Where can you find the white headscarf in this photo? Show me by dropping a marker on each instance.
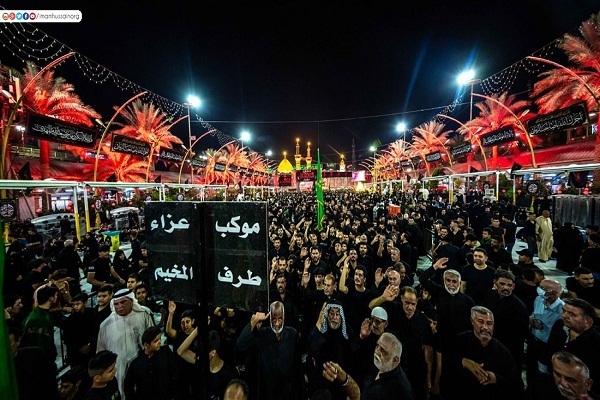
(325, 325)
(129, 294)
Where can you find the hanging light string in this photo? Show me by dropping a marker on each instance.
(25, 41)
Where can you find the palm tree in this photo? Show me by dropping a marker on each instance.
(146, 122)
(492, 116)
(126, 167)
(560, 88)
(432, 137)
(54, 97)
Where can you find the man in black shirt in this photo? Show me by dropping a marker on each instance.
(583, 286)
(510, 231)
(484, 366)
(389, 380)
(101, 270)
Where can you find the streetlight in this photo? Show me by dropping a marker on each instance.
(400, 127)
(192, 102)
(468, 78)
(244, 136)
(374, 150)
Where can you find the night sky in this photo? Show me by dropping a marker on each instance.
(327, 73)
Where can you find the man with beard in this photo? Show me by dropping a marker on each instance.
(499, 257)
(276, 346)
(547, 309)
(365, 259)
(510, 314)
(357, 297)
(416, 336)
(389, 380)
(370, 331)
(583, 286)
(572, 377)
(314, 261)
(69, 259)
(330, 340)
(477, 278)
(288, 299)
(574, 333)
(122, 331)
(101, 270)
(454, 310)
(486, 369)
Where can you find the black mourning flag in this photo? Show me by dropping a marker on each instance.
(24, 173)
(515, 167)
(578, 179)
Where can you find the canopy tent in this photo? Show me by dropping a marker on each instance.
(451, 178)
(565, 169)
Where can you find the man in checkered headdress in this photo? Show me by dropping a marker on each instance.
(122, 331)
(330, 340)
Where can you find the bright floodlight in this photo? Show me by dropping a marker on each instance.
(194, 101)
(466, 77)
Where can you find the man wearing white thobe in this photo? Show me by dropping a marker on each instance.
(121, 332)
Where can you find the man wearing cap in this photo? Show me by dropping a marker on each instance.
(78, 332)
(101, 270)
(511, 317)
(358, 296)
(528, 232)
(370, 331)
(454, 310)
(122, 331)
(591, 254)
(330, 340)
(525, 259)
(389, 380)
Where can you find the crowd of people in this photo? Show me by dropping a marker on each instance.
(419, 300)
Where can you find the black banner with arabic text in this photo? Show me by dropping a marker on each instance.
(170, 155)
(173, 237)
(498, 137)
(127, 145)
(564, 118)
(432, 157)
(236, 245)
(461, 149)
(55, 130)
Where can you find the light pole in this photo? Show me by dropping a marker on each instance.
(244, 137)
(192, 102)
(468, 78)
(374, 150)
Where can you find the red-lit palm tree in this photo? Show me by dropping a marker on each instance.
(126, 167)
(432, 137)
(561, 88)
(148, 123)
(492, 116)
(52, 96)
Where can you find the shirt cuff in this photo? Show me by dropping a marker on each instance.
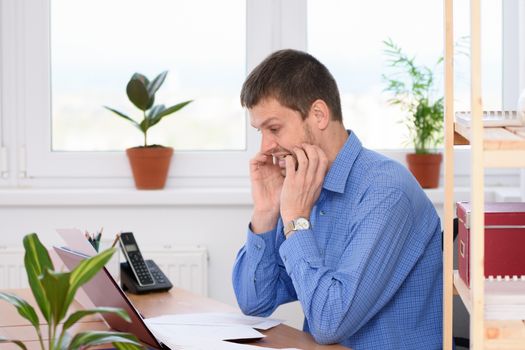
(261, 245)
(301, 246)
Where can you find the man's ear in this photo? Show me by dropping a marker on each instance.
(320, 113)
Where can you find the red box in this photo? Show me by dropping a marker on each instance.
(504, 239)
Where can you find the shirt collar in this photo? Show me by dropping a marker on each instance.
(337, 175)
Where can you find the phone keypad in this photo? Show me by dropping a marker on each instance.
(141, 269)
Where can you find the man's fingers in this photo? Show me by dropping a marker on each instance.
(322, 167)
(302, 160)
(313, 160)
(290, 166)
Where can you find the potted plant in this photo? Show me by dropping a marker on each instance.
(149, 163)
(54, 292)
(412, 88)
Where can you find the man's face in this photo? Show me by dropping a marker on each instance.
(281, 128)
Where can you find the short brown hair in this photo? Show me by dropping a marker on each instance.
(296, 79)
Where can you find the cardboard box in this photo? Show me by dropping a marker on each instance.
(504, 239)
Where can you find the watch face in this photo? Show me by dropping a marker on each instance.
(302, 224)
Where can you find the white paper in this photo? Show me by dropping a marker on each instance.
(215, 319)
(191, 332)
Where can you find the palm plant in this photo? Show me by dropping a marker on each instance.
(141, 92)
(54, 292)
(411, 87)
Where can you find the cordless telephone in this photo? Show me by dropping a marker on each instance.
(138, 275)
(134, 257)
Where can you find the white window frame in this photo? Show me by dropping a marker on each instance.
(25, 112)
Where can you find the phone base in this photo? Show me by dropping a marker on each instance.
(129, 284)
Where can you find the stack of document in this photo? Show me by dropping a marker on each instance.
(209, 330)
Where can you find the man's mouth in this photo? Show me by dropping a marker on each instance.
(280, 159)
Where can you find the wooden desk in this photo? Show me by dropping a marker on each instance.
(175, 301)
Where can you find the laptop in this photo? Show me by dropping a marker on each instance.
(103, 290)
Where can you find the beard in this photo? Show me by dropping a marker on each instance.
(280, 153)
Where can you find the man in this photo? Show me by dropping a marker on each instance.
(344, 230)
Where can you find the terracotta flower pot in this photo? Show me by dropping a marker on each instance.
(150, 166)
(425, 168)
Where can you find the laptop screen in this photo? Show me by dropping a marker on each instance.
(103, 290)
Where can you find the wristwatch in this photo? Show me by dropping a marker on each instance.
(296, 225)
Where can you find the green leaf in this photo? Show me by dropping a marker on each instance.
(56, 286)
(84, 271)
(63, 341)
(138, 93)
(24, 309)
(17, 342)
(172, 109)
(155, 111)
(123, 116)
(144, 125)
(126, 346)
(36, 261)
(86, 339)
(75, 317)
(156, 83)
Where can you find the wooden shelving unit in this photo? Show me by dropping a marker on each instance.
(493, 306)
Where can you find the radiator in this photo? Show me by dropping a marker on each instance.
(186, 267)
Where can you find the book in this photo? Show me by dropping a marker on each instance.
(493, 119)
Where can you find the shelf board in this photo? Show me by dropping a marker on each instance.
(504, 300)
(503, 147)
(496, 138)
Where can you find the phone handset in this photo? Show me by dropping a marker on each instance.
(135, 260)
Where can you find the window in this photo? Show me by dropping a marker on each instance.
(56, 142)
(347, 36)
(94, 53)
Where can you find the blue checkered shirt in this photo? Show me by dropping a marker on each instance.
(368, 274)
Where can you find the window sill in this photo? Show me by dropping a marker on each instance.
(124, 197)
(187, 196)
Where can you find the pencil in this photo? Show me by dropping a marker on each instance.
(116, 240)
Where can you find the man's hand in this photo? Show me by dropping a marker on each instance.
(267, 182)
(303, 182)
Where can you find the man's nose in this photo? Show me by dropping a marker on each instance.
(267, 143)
--
## Task requirements
The material should be returned verbatim, with all images omitted.

## Answer area
Where can you find the white headscarf in this photo? Show me by dropping a marker on each instance.
(325, 325)
(129, 294)
Where can you find the hanging light string in this photo? Show me by dropping a marker on each instance.
(25, 41)
Where can you find the palm tree in this photo? Show me by dropping a marker on each instance.
(146, 122)
(492, 116)
(126, 167)
(560, 88)
(432, 137)
(54, 97)
Where can you find the man in black shirt in this photo? Show me by dropping a marker on each instance.
(583, 286)
(510, 231)
(484, 366)
(389, 380)
(101, 270)
Where can you find the streetlight in this photo? Show me by dropping a marker on each instance.
(400, 127)
(192, 102)
(468, 78)
(244, 136)
(374, 150)
Where can you find the night sky in this photo? Show me by dropping a marker on each instance.
(327, 73)
Where can you find the man with beard in this photo? Show me by dropping a marker on each instance.
(499, 257)
(276, 346)
(547, 309)
(365, 259)
(510, 314)
(357, 297)
(416, 336)
(389, 380)
(370, 331)
(583, 286)
(572, 377)
(314, 261)
(69, 259)
(330, 340)
(477, 278)
(288, 299)
(574, 333)
(122, 331)
(101, 270)
(454, 310)
(486, 369)
Where can you find the black mourning flag in this photo? Show me by dropping a marker on each instance.
(24, 173)
(515, 167)
(578, 179)
Where can you find the canopy tent in this photo? Show me by dropping a marker on each instance.
(451, 178)
(565, 169)
Where can you find the man in checkered headdress in this photo? Show me by dropping a marker on each instance.
(122, 331)
(330, 340)
Where can you find the bright floodlight in this photo? Show me by dropping a marker on each instance.
(194, 101)
(466, 77)
Where can you find the man wearing white thobe in this photo? Show me by dropping a marker on each instance.
(121, 332)
Where can you find the man wearing cap in this photo? Show me by dropping a marker on each instance.
(78, 332)
(101, 270)
(511, 317)
(358, 296)
(528, 232)
(370, 331)
(454, 310)
(122, 331)
(591, 254)
(330, 340)
(525, 259)
(389, 380)
Where can you find the crowd of people in this photo? Show me by dropping a marker on each instance.
(419, 300)
Where can you find the black banner with arabic text in this photo? Show me by dropping a marker on each instance.
(170, 155)
(173, 237)
(498, 137)
(127, 145)
(564, 118)
(432, 157)
(236, 245)
(461, 149)
(55, 130)
Where can you find the light pole in this photo? Show me by dropping a marker on each instance.
(244, 137)
(192, 102)
(468, 78)
(374, 150)
Where can you find the red-lit palm tree in this photo? Show me by dropping a marker on each instance.
(126, 167)
(432, 137)
(561, 88)
(148, 123)
(492, 116)
(52, 96)
Where can you find the shirt cuff in this photo? Show me by dropping a marker on each instance.
(261, 245)
(301, 246)
Where can you find the man's ear in this photo? Show me by dropping a marker on each instance.
(320, 113)
Where can you find the red box in this photo? Show me by dropping a marker on each instance.
(504, 239)
Where can you find the shirt collar in this photo? Show me by dropping a marker on each instance.
(337, 175)
Where can you find the phone keypad in this photo? Show me by dropping a marker on each instance.
(141, 269)
Where can you find the man's fingers in this photo? Show me by dropping a marker on each instance.
(322, 167)
(302, 160)
(313, 160)
(290, 166)
Where can you find the potted plant in this photo? Show me by dropping a marker on each instance.
(149, 163)
(54, 292)
(412, 88)
Where can you find the man's face in this photo? Show me by dropping a marker on each instance.
(281, 128)
Where can you find the short brown hair in this photo? Show me by dropping a marker on each instance.
(296, 79)
Where can you find the cardboard box in this photo? Show me by dropping a marker on each instance.
(504, 239)
Where can you find the watch face in this photo? Show me by dropping a marker on each instance.
(302, 224)
Where can you find the white paper in this photo? Show me by dropping a marker on each instance.
(215, 319)
(191, 332)
Where can you find the palm plant in this photo? Show me by dropping a marker on each instance.
(141, 92)
(54, 292)
(411, 87)
Where can you find the cordless telephone in this photo? Show me by dropping a marker on each instance.
(138, 275)
(134, 257)
Where can you find the white window frame in this photo? Show me by dropping a marker on each instance.
(25, 112)
Where can you find the phone base in this photo? Show me by dropping a marker on each instance.
(129, 284)
Where can you find the stack of document in this photo? Show me by dropping a marker on each instance.
(209, 330)
Where can you find the man's mouth in this photo? Show me by dropping a marker on each instance.
(280, 159)
Where can you find the wooden desk in this photo? Show me by dropping a marker on each instance.
(175, 301)
Where can you find the laptop in this photo? Show me by dropping a marker on each instance.
(103, 290)
Where can you find the beard in this photo? Show me by dropping a marker on each instance.
(280, 153)
Where can you find the man in this photo? Show me by dropping a marker on each instance.
(344, 230)
Where can you find the terracotta flower pot in this photo? Show me by dropping a marker on each instance.
(150, 166)
(425, 168)
Where can you find the laptop screen in this photo? Show me by dropping a marker on each instance.
(103, 290)
Where can you find the wristwatch in this photo? Show me by dropping a marker on each instance.
(296, 225)
Where can you find the green leaf in this photo? Show me by dropping a marker on each instance.
(56, 286)
(84, 271)
(63, 341)
(138, 93)
(24, 309)
(17, 342)
(172, 109)
(155, 111)
(123, 116)
(144, 125)
(126, 346)
(36, 261)
(86, 339)
(75, 317)
(156, 83)
Where can you find the wooden shelving unit in this photo? Show me by dropping a marker on each instance.
(493, 306)
Where can you find the radiator in this photo? Show me by dropping a marker on each instance.
(186, 267)
Where can you find the book in this photo? Show me by dropping a marker on each instance.
(493, 119)
Where can you find the shelf board in this photo? Show me by dropping a marker on each instance.
(504, 300)
(503, 147)
(496, 138)
Where can you find the phone handset in this photo? Show me by dropping a marker on each instance.
(135, 260)
Where can you find the window in this photo? Show me by dropping a marker on each instance.
(56, 142)
(347, 36)
(94, 53)
Where can you find the blue checkered shirt in this photo? Show me by dropping a marker on each instance.
(368, 274)
Where can you find the window sill in this photo? Show me by dropping a marker on each instance.
(124, 197)
(187, 196)
Where can you find the pencil in this photo? Show me by dropping a marker on each instance.
(116, 240)
Where can you find the man's hand in this photo? Show me by dropping a marker on each instance.
(267, 182)
(303, 182)
Where can you find the man's nose in this photo? Show me by dropping a marker on each instance.
(267, 143)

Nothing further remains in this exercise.